Task statement:
Convert the part of the rows below that opens with the line containing "Put a marker on every instance of the house" and closes with the line containing "Target: house on hillside", both lines included, into a JSON list of strings. Give one string per line and leave out any blank lines.

Data for processing:
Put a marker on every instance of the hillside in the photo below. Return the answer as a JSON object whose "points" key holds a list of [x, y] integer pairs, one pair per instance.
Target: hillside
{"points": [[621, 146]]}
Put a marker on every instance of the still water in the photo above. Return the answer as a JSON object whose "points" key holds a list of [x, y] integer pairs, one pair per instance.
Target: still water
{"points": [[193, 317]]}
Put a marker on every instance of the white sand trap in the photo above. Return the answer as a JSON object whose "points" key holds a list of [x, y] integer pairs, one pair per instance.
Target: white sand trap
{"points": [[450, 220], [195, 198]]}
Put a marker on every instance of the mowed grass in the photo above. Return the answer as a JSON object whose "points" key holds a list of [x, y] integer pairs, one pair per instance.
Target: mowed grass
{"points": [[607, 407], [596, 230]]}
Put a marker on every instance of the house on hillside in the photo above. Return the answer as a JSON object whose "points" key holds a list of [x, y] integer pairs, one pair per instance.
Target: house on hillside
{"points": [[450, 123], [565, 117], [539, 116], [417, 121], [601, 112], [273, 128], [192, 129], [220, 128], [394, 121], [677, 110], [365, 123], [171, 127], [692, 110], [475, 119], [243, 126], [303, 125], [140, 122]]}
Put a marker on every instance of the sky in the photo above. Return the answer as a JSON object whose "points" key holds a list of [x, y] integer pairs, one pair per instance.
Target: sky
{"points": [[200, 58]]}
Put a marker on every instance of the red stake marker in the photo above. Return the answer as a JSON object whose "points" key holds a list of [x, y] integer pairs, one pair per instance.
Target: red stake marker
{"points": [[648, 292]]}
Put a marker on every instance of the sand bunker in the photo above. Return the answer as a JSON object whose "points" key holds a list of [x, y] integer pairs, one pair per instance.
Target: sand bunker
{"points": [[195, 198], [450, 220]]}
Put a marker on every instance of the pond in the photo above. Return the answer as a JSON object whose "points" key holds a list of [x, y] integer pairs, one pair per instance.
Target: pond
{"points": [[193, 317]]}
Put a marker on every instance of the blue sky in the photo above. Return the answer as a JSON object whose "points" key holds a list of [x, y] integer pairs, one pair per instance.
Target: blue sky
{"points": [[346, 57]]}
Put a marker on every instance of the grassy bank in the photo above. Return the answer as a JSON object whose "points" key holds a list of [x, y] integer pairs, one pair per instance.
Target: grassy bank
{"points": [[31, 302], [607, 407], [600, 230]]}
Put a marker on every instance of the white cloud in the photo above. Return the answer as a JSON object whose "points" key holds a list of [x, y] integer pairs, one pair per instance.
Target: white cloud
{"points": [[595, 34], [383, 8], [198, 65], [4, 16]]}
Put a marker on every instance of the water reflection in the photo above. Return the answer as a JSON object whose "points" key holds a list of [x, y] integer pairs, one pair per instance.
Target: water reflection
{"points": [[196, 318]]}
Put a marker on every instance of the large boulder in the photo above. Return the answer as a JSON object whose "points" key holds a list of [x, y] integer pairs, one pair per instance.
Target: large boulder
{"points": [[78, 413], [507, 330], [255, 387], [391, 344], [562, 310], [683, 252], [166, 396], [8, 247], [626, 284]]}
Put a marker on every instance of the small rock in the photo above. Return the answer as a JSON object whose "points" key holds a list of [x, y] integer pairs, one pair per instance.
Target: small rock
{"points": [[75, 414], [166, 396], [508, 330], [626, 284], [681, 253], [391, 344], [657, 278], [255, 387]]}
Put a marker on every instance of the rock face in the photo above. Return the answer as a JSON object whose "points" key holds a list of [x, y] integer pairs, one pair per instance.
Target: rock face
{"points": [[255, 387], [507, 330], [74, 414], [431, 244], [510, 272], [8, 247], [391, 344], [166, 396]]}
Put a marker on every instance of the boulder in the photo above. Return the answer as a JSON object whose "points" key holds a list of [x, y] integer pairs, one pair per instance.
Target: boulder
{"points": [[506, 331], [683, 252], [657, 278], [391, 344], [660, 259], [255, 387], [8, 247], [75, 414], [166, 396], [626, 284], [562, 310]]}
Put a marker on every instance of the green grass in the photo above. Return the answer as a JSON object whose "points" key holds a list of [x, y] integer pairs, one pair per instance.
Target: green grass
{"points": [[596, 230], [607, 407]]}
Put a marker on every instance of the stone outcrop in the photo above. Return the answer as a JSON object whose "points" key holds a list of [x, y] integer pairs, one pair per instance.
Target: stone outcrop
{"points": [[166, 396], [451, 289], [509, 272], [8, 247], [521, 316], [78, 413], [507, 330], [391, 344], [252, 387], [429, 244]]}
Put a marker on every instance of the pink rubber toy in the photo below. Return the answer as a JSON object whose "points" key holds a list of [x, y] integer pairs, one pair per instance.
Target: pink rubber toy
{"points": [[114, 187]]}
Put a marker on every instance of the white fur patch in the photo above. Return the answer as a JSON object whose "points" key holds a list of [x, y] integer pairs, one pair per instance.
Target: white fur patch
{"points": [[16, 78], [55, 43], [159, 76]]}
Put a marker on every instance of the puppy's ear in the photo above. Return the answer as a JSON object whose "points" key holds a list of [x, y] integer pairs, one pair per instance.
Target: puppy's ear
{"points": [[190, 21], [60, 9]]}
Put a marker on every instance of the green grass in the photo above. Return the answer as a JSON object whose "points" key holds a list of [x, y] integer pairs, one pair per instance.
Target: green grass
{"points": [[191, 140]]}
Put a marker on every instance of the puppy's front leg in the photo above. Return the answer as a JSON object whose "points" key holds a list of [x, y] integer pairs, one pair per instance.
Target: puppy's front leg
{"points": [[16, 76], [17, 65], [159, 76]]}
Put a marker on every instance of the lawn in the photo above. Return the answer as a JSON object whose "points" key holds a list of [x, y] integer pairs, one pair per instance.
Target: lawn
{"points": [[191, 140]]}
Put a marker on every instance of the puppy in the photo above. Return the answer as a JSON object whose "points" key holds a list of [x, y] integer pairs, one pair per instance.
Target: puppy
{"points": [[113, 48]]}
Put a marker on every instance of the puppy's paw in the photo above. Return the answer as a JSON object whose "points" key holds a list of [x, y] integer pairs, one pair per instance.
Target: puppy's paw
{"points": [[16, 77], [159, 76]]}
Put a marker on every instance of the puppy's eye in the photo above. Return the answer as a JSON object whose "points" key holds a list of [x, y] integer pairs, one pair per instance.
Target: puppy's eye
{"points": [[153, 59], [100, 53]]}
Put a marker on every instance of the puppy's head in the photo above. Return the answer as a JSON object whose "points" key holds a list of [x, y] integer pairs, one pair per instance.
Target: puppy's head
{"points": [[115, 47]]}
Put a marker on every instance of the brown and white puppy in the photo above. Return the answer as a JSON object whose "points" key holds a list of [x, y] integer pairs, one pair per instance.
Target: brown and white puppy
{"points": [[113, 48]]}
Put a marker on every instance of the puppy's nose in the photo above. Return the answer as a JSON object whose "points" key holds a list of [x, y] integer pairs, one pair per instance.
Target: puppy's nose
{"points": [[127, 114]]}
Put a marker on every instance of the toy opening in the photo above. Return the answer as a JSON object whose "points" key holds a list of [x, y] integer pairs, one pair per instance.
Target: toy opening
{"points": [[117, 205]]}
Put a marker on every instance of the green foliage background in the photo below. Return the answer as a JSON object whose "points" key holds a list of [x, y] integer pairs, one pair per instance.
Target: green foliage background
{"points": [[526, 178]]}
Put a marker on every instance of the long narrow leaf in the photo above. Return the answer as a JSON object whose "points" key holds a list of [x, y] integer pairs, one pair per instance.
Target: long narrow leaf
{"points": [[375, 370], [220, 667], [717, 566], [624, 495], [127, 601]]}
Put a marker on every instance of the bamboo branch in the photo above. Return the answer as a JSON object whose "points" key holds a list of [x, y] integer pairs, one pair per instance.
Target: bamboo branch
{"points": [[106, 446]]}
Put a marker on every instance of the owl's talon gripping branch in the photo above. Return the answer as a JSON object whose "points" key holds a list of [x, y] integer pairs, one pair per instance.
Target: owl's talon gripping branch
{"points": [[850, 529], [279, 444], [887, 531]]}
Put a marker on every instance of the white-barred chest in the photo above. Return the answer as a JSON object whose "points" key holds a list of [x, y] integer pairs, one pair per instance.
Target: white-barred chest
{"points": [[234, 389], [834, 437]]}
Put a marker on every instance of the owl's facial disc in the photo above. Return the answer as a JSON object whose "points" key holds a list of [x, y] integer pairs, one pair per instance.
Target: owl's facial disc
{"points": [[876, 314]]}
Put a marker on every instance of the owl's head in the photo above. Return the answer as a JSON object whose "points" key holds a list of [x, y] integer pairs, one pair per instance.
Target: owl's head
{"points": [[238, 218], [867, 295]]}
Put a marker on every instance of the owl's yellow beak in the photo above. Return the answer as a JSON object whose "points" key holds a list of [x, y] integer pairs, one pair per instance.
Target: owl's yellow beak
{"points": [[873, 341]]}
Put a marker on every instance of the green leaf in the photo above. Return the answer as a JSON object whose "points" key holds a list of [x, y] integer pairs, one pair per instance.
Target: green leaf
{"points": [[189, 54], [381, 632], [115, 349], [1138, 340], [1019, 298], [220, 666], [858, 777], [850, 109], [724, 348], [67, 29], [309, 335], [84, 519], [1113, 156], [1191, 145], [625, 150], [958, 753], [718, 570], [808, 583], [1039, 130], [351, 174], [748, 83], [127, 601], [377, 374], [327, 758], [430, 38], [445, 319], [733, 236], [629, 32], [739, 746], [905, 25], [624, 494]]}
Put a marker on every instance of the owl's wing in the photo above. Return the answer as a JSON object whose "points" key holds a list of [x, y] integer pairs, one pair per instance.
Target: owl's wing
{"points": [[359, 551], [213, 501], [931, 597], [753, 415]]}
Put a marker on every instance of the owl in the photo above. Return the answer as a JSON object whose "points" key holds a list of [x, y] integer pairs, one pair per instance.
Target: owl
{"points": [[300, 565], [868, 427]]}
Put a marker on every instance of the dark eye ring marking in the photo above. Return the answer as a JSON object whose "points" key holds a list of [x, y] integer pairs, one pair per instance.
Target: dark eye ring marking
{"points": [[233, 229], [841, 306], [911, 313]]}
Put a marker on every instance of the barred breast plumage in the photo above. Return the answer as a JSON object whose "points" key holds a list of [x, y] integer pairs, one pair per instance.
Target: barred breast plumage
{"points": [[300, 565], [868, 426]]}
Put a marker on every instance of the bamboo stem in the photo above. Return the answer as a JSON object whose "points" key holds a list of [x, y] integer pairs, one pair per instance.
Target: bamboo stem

Answer to the problem:
[
  "Put a marker on every instance of the house on hillside in the photo above. Return the answer as a JSON object whose \"points\" key holds a list of [x, y] integer pairs, one pair per instance.",
  "Target: house on hillside"
]